** SOURCE DATA follows **

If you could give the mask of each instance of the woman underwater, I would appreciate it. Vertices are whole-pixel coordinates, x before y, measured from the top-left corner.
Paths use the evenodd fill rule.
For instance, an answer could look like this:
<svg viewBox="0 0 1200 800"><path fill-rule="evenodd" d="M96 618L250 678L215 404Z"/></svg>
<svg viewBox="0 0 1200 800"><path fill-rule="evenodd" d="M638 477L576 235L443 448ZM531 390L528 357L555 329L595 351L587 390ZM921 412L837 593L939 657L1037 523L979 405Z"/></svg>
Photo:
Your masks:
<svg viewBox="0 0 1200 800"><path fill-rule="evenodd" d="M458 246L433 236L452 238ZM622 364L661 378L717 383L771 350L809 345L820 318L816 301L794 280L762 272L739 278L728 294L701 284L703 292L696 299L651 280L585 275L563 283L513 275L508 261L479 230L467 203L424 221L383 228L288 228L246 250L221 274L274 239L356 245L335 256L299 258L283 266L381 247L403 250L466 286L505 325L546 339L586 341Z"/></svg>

** End of SOURCE DATA **

Having read the entries above, restate them all word for word.

** RESPONSE BOX **
If you could give the mask of each instance of the woman underwater, I would appreciate it. Vertices are whole-pixel coordinates, x before y, measured from the top-left corner.
Paths use the evenodd fill rule.
For instance, an answer could look like this:
<svg viewBox="0 0 1200 800"><path fill-rule="evenodd" d="M96 618L250 678L215 404Z"/></svg>
<svg viewBox="0 0 1200 800"><path fill-rule="evenodd" d="M638 477L576 235L443 448ZM531 390L528 357L555 329L595 351L587 390ZM921 412L837 593L939 657L1037 523L979 405Z"/></svg>
Photo:
Your masks:
<svg viewBox="0 0 1200 800"><path fill-rule="evenodd" d="M458 246L433 236L452 238ZM622 364L661 378L717 383L771 350L809 345L820 318L816 301L794 280L762 272L739 278L728 294L701 284L703 292L696 299L651 280L585 275L563 283L513 275L508 261L479 230L467 203L424 221L383 228L288 228L246 250L221 274L274 239L356 245L335 256L299 258L283 266L381 247L403 250L466 286L505 325L546 339L586 341Z"/></svg>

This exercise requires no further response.